## Your task:
Copy the data verbatim, starting at the line that contains "the sky, like" and stopping after the line that contains "Target: blue building facade".

## Available data:
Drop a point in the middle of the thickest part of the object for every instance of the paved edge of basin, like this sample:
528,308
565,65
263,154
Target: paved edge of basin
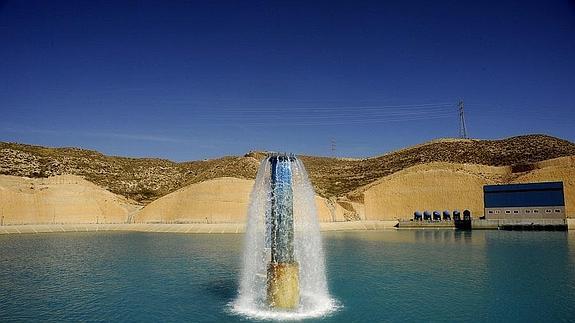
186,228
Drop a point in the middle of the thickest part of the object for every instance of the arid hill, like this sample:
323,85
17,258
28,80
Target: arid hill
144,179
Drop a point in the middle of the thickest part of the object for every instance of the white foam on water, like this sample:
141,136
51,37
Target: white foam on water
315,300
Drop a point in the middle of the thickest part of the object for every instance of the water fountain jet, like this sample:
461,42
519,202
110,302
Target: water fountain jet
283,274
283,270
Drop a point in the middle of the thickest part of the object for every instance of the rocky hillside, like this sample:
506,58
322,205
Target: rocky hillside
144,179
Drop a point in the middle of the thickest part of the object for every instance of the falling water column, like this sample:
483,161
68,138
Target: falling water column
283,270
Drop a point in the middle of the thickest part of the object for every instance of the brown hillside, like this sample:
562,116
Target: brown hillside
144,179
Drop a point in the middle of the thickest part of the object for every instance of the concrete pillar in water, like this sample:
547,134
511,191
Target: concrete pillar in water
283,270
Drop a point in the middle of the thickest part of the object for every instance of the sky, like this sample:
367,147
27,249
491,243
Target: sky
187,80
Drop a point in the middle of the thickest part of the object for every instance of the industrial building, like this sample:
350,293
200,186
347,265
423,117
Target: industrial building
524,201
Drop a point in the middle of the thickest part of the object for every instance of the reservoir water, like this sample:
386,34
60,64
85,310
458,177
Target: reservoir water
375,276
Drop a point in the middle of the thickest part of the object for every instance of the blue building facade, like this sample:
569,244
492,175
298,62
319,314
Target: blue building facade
---
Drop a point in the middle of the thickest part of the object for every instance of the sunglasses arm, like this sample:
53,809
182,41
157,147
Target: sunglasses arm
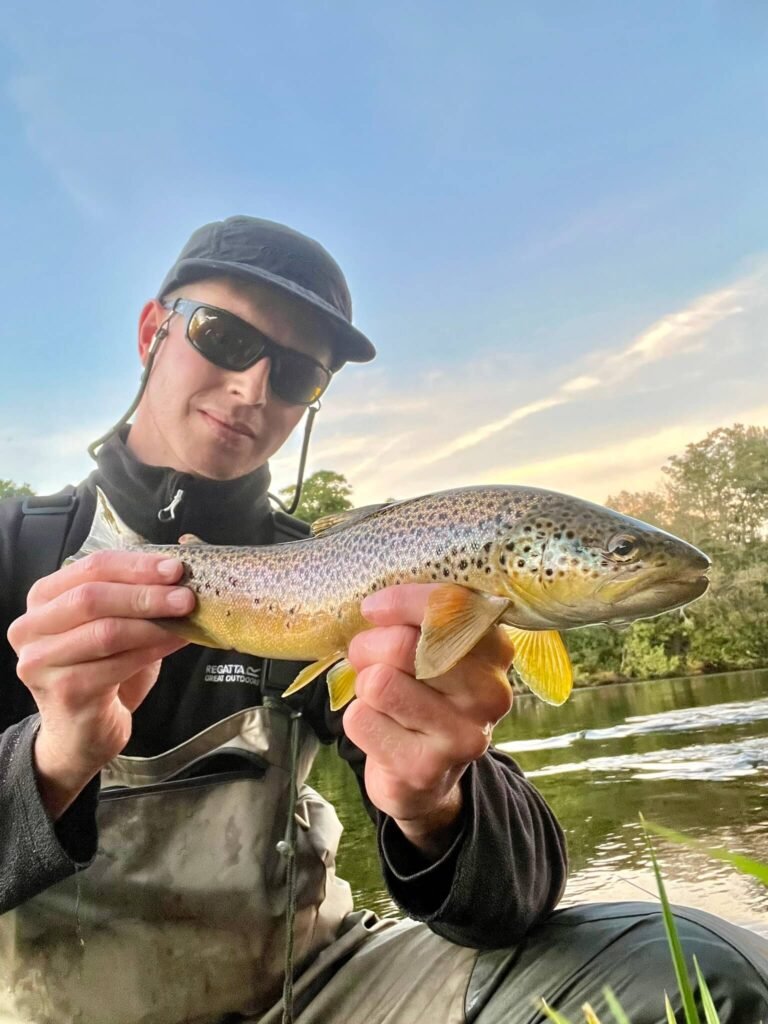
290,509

## Exercise answer:
Drop a point in the middle of the thickest part of the object for every instance of the sky, like this sample:
367,147
27,249
491,243
Target: sky
187,80
Drop a point in the middle of the thickest part of the object for every instance of the industrial building, like this sample:
350,293
200,186
347,265
423,117
Target: industrial building
524,201
Drop a point in the middle of the thickest part of the object for every instance of the reservoir water, like this sample:
386,34
60,64
85,310
458,177
Target: reservoir water
375,276
Drop a point in the middle of the thickest part of the object for every instance of the blue building facade, like this sample:
569,244
492,175
298,62
319,314
Target: blue building facade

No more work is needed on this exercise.